◆ GOAL: Please locate each line in the data below that contains the word "instance" and copy those lines out in full.

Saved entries
<<<<

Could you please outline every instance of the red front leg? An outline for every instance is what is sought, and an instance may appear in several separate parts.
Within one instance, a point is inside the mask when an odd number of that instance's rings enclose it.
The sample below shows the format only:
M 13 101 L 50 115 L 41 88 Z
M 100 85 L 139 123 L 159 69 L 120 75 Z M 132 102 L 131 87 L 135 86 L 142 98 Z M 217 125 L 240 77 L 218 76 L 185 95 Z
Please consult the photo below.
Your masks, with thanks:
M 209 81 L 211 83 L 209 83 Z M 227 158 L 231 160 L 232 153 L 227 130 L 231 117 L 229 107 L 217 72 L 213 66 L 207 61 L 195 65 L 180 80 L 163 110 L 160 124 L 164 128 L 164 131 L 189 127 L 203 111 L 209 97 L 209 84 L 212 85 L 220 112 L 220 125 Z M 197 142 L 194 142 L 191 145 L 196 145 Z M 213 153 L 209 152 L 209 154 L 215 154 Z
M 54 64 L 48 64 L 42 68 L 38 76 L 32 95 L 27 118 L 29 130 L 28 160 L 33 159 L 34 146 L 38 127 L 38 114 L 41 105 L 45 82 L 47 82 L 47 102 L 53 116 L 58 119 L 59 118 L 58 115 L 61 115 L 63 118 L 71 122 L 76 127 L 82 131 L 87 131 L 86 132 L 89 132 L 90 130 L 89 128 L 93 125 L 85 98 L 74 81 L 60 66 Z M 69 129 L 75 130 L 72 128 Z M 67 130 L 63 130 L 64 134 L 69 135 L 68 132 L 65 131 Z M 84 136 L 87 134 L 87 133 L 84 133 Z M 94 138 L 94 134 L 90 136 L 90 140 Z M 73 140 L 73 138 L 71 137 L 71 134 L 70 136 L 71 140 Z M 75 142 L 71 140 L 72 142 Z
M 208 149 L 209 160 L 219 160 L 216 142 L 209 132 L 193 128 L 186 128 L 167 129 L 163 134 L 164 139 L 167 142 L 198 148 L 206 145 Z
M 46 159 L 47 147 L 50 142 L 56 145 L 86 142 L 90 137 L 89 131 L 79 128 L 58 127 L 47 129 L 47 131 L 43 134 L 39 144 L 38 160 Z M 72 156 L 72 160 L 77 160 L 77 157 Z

>>>>

◆ ANSWER BELOW:
Could you please outline every instance of the red front leg? An outline for every instance is what is sought, and an instance may appear in several separate parts.
Within one instance, a point is inside the mask when an odd number of that instance's rings enclose it.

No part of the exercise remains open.